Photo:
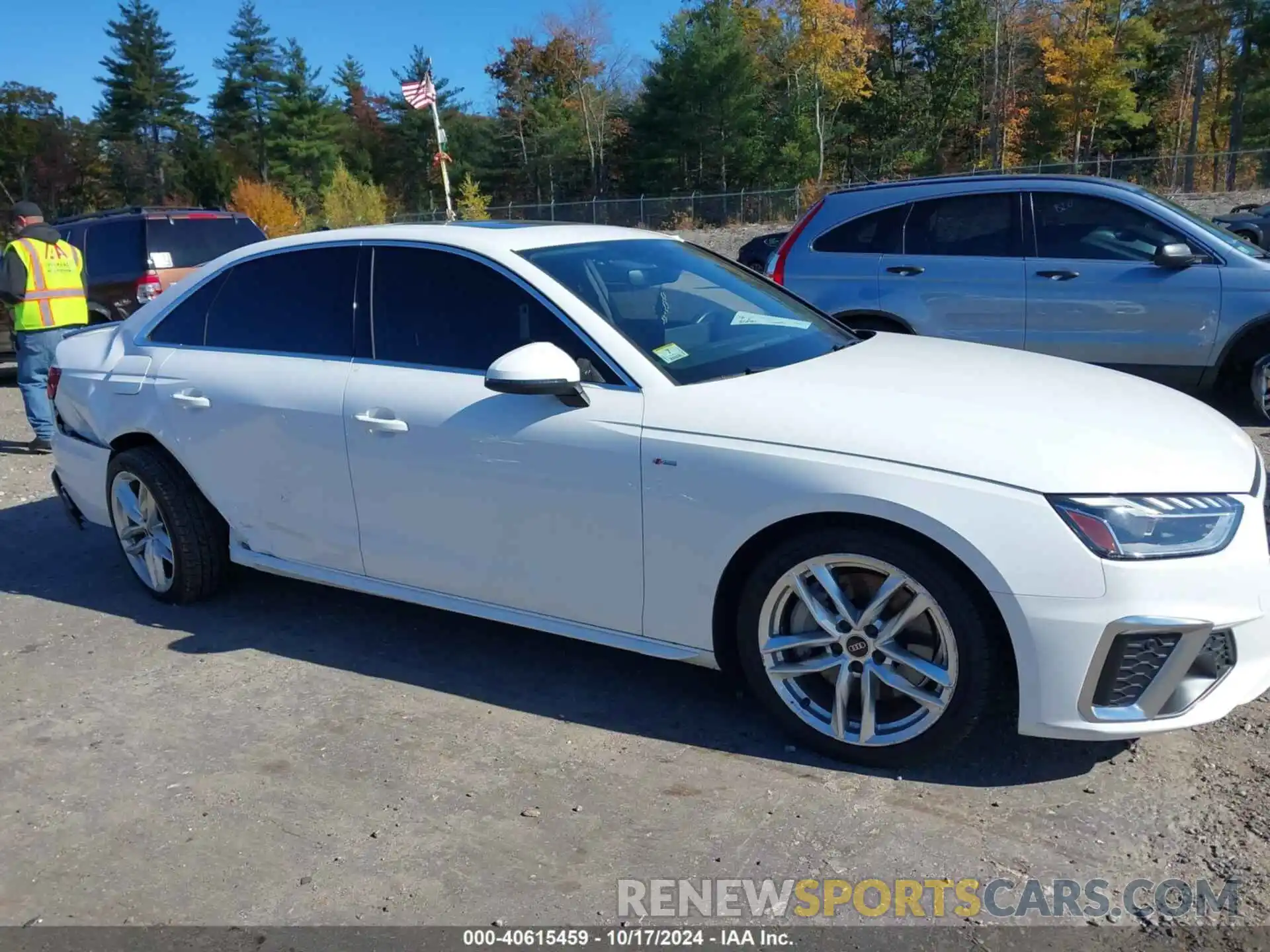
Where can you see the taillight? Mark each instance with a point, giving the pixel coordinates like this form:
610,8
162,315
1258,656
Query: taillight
149,287
784,251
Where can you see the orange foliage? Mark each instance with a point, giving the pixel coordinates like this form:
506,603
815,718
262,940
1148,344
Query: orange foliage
269,207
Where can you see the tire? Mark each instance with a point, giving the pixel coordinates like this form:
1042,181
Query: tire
952,639
883,324
197,539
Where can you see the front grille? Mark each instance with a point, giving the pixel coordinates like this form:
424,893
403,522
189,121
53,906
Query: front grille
1217,656
1130,666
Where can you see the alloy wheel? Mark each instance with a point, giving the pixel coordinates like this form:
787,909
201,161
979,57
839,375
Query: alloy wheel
859,651
143,532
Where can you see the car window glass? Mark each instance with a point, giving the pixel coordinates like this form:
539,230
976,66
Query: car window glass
114,249
695,315
1096,229
982,226
186,324
879,233
440,309
296,301
187,243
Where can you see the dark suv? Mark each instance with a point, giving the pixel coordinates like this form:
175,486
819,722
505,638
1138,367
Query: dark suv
135,254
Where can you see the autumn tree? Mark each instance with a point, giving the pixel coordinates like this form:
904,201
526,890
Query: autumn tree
828,52
304,127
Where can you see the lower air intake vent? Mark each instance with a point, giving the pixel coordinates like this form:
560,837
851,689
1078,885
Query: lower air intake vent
1130,666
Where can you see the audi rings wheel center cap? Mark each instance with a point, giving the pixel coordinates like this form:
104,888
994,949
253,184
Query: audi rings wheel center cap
857,647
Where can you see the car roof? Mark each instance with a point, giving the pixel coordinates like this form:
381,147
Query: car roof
482,238
148,212
1020,178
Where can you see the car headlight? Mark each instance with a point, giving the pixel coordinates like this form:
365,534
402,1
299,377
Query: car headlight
1152,527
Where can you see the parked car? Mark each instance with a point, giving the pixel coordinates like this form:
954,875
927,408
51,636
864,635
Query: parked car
626,440
756,252
1250,222
1076,267
135,254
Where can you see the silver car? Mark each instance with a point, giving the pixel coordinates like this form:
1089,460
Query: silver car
1083,268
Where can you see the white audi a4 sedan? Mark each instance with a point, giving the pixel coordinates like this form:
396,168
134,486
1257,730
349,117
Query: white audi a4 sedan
619,437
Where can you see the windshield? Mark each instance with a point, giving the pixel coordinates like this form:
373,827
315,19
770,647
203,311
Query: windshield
187,243
697,317
1217,231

What to work on
Print the part of the records that starts with the line containing "Where can you see the car headlight?" and goes to the end of the records. Copy every line without changes.

Exercise answer
Where can you see the car headlight? Mark each instance with a point, giving the pixel coordinates like this form:
365,534
402,1
299,377
Query: car headlight
1152,527
Where can you see the parked car? Mark each instance with a point, giving the pixel coordinates like this form:
954,875
927,408
51,636
864,635
Query: parked car
626,440
756,252
1250,222
1076,267
135,254
Where can you see the silver car? Mark each instance with a point, giving the pixel coordinates like this form:
1089,460
Query: silver car
1083,268
Where can you see the white audi a4 sedan? Mark each instance with a point, giving the pixel coordinates like this form:
396,168
134,486
1257,730
349,117
Query: white audi a4 sedan
619,437
Where can you see the windshield? Mark each instance with a point, giving the pixel coordinates like this form:
373,827
315,19
770,647
203,311
Query: windshield
187,243
697,317
1217,231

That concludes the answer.